(Provided records)

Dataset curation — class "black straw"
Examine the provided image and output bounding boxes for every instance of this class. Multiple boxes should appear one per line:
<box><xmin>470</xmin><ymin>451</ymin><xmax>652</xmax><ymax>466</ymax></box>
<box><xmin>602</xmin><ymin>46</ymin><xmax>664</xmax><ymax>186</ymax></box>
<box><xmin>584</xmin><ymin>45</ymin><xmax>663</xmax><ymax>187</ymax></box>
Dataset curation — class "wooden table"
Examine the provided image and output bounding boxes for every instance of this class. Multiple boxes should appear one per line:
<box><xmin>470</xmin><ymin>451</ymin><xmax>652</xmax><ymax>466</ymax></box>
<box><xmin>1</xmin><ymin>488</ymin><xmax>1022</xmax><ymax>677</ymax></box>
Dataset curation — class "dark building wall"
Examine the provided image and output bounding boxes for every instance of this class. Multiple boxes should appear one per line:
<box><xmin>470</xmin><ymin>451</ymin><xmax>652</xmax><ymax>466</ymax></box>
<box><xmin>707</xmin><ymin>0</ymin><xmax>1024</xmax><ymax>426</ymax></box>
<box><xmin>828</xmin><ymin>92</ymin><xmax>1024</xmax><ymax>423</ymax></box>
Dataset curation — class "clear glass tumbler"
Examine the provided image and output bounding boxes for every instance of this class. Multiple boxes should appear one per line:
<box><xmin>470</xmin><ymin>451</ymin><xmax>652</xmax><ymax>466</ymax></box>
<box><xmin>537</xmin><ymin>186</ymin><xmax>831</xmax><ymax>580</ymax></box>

(End Provided records)

## Exercise
Only an exact copy of all the data will do as the answer.

## Solution
Dataset curation — class "black straw"
Examine the provided image and output bounding boxes for every instance of this class. Multiple boxes should appear one per line:
<box><xmin>470</xmin><ymin>451</ymin><xmax>652</xmax><ymax>466</ymax></box>
<box><xmin>602</xmin><ymin>46</ymin><xmax>664</xmax><ymax>186</ymax></box>
<box><xmin>584</xmin><ymin>45</ymin><xmax>663</xmax><ymax>187</ymax></box>
Dataset curation — class "wooden table"
Examine the provided image and output bounding boxes for every instance of this class. Multiple boxes should appear one per line:
<box><xmin>470</xmin><ymin>451</ymin><xmax>652</xmax><ymax>466</ymax></box>
<box><xmin>1</xmin><ymin>488</ymin><xmax>1022</xmax><ymax>677</ymax></box>
Dataset curation — class "dark building wall"
Examine the provided image and output bounding boxes for every instance of this class. Multiple boxes should appear one per line:
<box><xmin>470</xmin><ymin>451</ymin><xmax>652</xmax><ymax>466</ymax></box>
<box><xmin>707</xmin><ymin>0</ymin><xmax>1024</xmax><ymax>426</ymax></box>
<box><xmin>828</xmin><ymin>92</ymin><xmax>1024</xmax><ymax>423</ymax></box>
Dataset curation — class "clear glass tumbler"
Examine the provided image and output bounding boxes for every instance of this class. Multiple boxes should appear one per line:
<box><xmin>470</xmin><ymin>451</ymin><xmax>652</xmax><ymax>466</ymax></box>
<box><xmin>537</xmin><ymin>186</ymin><xmax>831</xmax><ymax>580</ymax></box>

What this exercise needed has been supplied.